-- SET PROBLEM A --
From the forum thread about night owls, copy the part starting with "Usually I'm awake" and going on through "Night owls FTW!!!!".
-- SET PROBLEM B --
In the forum thread about night owls, how late does Oleas say they can stay on the computer during the holidays?
-- SET PROBLEM C --
Write the next part of the forum thread about night owls, picking up from its final line.

6am in Portugal right now.
Usually I'm awake until 10am or so, I like the silence and freedom of the night.

Too bad classes are during the day so in some weeks I'm going back to sleeping during the night. Oh well.


----------



## Oleas (Jul 22, 2010)

I usually stay on the computer til 3AM (when I have to go to college the next day). During the holidays though, I can stay on til 5 or 6AM. Night owls FTW!!!!


----------



## headnurse (Sep 3, 2010)

hoot Hoot. I was a night owl since wayyyyyyy back in the day.


----------



## FiNe SiTe (Dec 11, 2009)

Looks like I'm not a true night owl then................:mellow:


----------



## SenhorFrio (Apr 29, 2010)

i am the only INFP morning person i have met-i go to bed early i wake early, theres nothing to do at night, and for morning i think my ADHD helps me get going XD


----------



## heartturnedtoporcelain (Apr 9, 2010)

I haz a night owl group! Join and rejoice!

http://personalitycafe.com/groups/perc-night-owls-unite.html


----------



## Nasmoe (Nov 11, 2009)

What is this "daytime" people talk about?


----------



## djf863000 (Nov 7, 2009)

Does that count? I work graveyard shift.roud:


----------



## OrangeAppled (Jun 26, 2009)

I don't usually post after 2am or so. I find it rather dead after that, 2am PST anyway. Due to responsibilities in life, I try to get to bed by then also. It's easy for me to stay up til 3-4am otherwise, but then I sleep til noon or later :crazy:.


----------



## SyndiCat (Oct 2, 2010)

i'm always up on u.s. time..well.. mostly.


----------



## thewindlistens (Mar 12, 2009)

I don't really have a sleep rhythm that's aligned with the day. Sometimes I sleep from 23 to 9. Some weeks I go to bed after noon. Seems to change all the time.


----------



## st0831 (Jul 13, 2010)

-- LISTING --
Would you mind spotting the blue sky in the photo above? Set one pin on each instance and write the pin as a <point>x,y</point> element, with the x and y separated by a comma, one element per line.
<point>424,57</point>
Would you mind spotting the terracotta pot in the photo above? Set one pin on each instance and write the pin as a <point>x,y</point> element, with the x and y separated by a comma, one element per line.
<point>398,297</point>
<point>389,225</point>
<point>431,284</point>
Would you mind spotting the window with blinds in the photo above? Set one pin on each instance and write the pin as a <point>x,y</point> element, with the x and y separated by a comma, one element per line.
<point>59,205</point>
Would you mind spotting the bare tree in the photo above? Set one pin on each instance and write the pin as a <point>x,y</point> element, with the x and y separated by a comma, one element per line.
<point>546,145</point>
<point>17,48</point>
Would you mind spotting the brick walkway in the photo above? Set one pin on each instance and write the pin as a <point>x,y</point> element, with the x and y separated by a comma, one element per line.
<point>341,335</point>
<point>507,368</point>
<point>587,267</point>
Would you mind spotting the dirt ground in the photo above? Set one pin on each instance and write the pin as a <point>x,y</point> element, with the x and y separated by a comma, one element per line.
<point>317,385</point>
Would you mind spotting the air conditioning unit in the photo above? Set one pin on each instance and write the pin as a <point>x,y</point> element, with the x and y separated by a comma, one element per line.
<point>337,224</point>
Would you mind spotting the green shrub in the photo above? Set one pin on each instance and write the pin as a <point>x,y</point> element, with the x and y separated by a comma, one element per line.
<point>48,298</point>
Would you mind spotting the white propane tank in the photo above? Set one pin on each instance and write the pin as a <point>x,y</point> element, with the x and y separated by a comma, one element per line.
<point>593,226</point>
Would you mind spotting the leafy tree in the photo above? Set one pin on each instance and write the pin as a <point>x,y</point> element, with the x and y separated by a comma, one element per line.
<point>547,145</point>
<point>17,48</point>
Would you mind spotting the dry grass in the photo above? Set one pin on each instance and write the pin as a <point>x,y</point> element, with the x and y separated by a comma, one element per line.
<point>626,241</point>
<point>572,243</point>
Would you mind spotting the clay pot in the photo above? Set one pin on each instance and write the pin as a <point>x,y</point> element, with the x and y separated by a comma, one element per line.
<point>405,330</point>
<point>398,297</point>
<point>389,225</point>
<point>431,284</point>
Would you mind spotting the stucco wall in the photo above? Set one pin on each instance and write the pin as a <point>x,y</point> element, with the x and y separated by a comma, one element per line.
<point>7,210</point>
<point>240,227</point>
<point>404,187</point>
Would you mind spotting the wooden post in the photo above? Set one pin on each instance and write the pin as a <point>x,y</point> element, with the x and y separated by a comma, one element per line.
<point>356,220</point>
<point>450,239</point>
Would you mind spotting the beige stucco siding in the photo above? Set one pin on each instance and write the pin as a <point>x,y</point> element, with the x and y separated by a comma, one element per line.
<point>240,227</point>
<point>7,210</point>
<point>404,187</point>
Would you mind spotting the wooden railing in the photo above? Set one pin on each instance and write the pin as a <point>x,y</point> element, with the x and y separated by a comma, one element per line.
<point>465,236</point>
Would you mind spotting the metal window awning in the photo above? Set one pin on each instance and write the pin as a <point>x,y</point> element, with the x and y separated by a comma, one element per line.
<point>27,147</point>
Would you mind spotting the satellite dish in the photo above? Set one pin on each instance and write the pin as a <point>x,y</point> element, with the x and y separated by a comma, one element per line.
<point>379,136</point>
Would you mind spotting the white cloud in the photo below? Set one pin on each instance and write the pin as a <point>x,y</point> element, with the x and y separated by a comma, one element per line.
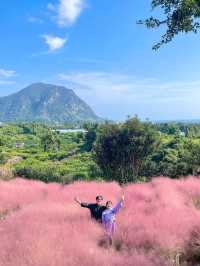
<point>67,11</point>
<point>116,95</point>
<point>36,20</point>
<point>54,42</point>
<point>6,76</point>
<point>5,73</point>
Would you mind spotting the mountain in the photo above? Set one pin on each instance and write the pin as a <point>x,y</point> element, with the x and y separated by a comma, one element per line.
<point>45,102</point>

-- EXERCISE RESPONSE A --
Usually I'm awake until 10am or so, I like the silence and freedom of the night.

Too bad classes are during the day so in some weeks I'm going back to sleeping during the night. Oh well.


----------



## Oleas (Jul 22, 2010)

I usually stay on the computer til 3AM (when I have to go to college the next day). During the holidays though, I can stay on til 5 or 6AM. Night owls FTW!!!!

-- EXERCISE RESPONSE B --
Until 5 or 6AM.

-- EXERCISE RESPONSE C --
Just like now!


----------



## wafflecake (Aug 30, 2010)

Blegh I'm tired of these neverending night shifts. Working 2300-0700 five days a week is a fast way to kill your social life.


----------



## ilphithra (Jun 22, 2010)

It's quite normal for me to be up until 4am (GMT+0 time, Ireland) or later. Even if I force myself to wake up early, I still don't go to bed before 2 or 3am.
It kind of annoys me actually...


----------



## SonS (Oct 15, 2010)

Work much more efficiently in midnight


----------



## shinedowness (Dec 11, 2017)

I am a proclaimed night owl that perspires at the thought of being an "average" person that wakes up during the day, eats, goes to work, eats, goes back to work, goes home to a family of my own, eats, goes to sleep, rinses, and repeats all of that.


----------



## ninjahitsawall (Feb 1, 2013)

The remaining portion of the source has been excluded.